### Page
Personal computers invade the classroom. John Kemeny.
Each fall one speculates how the Freshman class may differ from previous classes. But we already know how the class entering Dart-mouth College this fall will be unique: each member of the class will be strongly encouraged to buy his or her own personal computer. The college has made the terms so attractive (pay over four years, payments eligible for financial aid) that we expect that most students will graduate owning a computer.
Dartmouth College will be in the first group of institutions to make personal computers universally availabe. Personal computers are also appearing in significant numbers at other colleges and in our high schools. In the future they will constitute the most important tool for educational computing.
The question I want to address is: "What use will our colleges and high schools make of personal computers?"
There are some obvious uses. If the institution has the capability of connecting large numbers of personal computers to a mainframe (and dartmouth does have a network that makes this possible) the PCs will be very fancy terminals. Second, PCs can be used for word processing; I am sure that future generations of students will write all term papers on their computers. Third, there is a variety of utility programs. And fourth, there are games. While there uses are attractive, I would like to suggest that if they define the scope of personal computing in higher education, those computers will have a negligible impact on the quality of education.
Whatever else a personal computer may be good for, it is first and foremost a computer--and a very powerful one at that. We now have an opportunity to integrate the use of computers into the curriculum to the point where asking a student to carry out a computer assignment will be as routine as asking him to read a book. Putting first rate hardware into the hands of our students is only half the battle, however--and possibly the easier half. Readers of Creative Computing will surely be aware of the fact that the quality of software usually lags behind the quality of the hardware. And educational software is in a particularly sad state.
The major bottleneck in preparing good educational software is a lack of good language for personal computers. And, typicall, no two personal computers speak the same dialect of a language. Faculty members who have prepared excellent software for their classes are frustrated in trying to "export" them. Textbooks that include computer programs must be published in several different versions, each tailored to a particular personal computer. This is a very expensive and wasteful process. It is also a poor use of the resources of an institution: students are limited to a single brand of personal computer in using a particular software package. These facts have significantly retarded the availability of first rate educational software.
I hope I will be forgiven if I address my remarks to the most widely used language, Basic. After all, I did (with Tom Kurtz) invent the language! Ugly Implementations
The versions of Basic available on personal computers are vintage 1970. The vast improvements made by modern computer science in all languages, which have been reflected in the more advanced versions of Basic, have had no influence on the Basic found on most personal computers. And as software houses wished to take advantage of the special capabilities of microcomputers, they added many new features to the language. Many of these implementations are ugly, and they violate the design philosophy of Basic.
Basic was designed as a fast, easy to learn language that protected the user from the peculiarities of hardware. The existing implementations are typically interpreters rather than compilers, and therefore Basic has acquired the reputation of being a painfully slow language. The implementations do not have good error messages; indeed there is a limitation on the quality of error messages that an interpreter can produce. And the addition of hardware-dependent features to the language has made various versions of Basic incompatible. Even versions of the language written by the same software house for two different personal computers are inconsistent in important ways.

### Provided material
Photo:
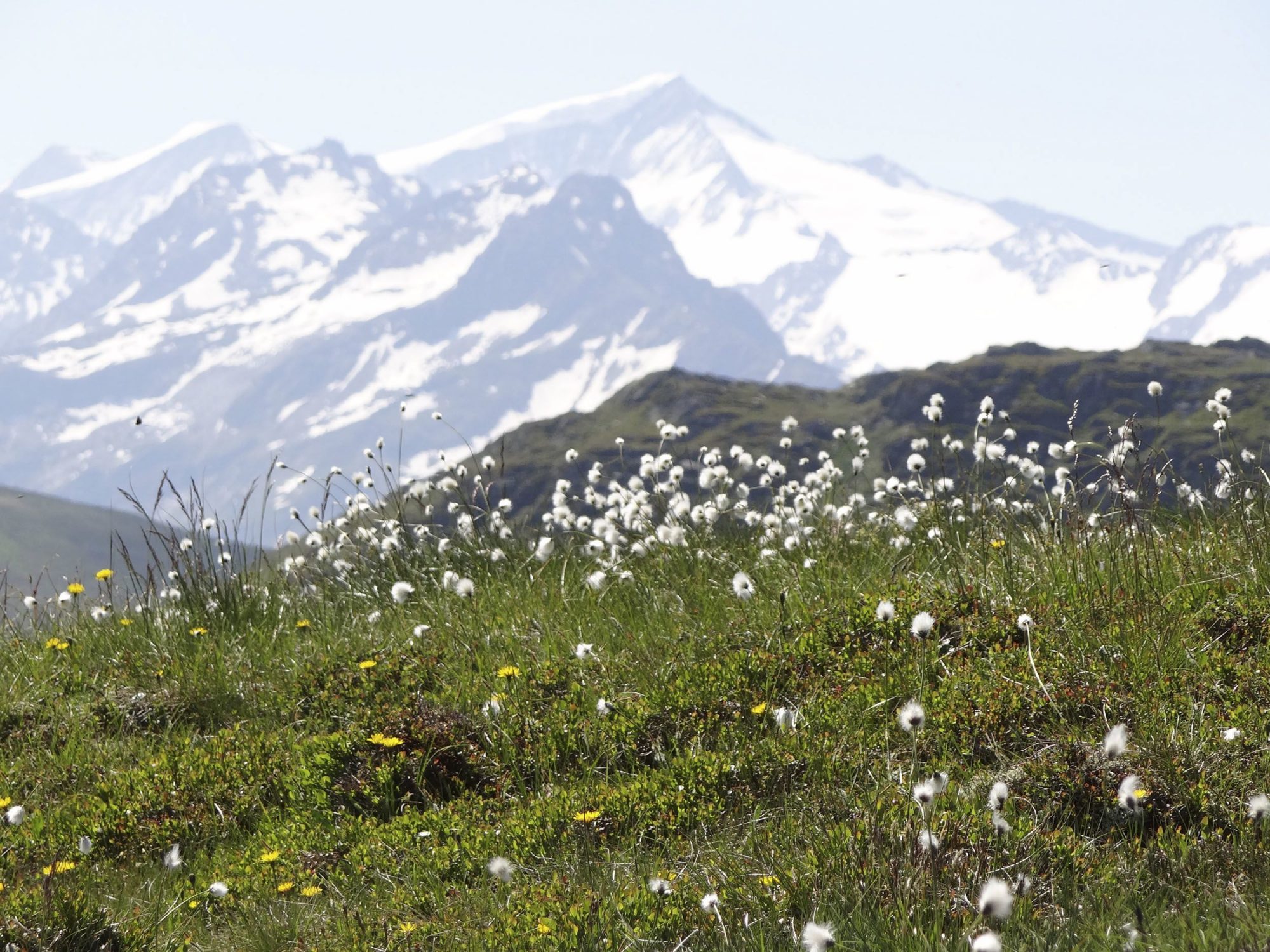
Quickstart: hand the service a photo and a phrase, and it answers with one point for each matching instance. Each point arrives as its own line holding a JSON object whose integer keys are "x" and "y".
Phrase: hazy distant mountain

### What this exercise asks
1. In the essay on personal computers in the classroom, what is named as the major bottleneck in preparing good educational software?
2. Pick up the essay on personal computers in the classroom after its final sentence and carry it forward.

### Response list
1. A lack of good languages for personal computers.

2.
Let me give some examples. From the beginning Basic refused to make a distinction between "integers" and "floating-point numbers." This is a distinction that creates great hardship for the novice programmer and can easily be handled by a good implementation. The reason for this distinction in other languages was that mainframes did not have floating-point hardware. As such hardware was built into machines, any excuse for distinguishing two kinds of numbers disappeared. I was horrified in trying Basic on the IBM PC to find that there were not two kinds of numbers but four!
Equally horrible is the fact that the programmer is forced to learn the peculiarities of a graphic screen in order to draw graphs. We have had an implementation of Basic at Dartmouth for many years that allows the user to express coordinates in a coordinate system of his own choice. It is this implementation that allows a faculty member to prepare a graphics program on one terminal, demonstrate it in the classroom on a different make, and give it to students to run on any of the graphics terminals on campus. It is this kind of design that would allow the same program to run on a wide variety of personal computers.
But there is an even more fundamental problem with the available languages. Educational software differs in a fundamental way fro spreadsheet programs and word processors. The latter are used by typing appropriate commands and data; the user never sees the source code.
In educational software there are two reasons why users must examine source code. First of all, we want our students to learn how to program computers. Second, programs included in a textbook are an essential part of the pedagogic material. I am convinced that the best way to teach an algorithm is to teach it as a computer program. A great deal of material in mathematics as well as in the sciences and social sciences deals with the teaching of algorithms.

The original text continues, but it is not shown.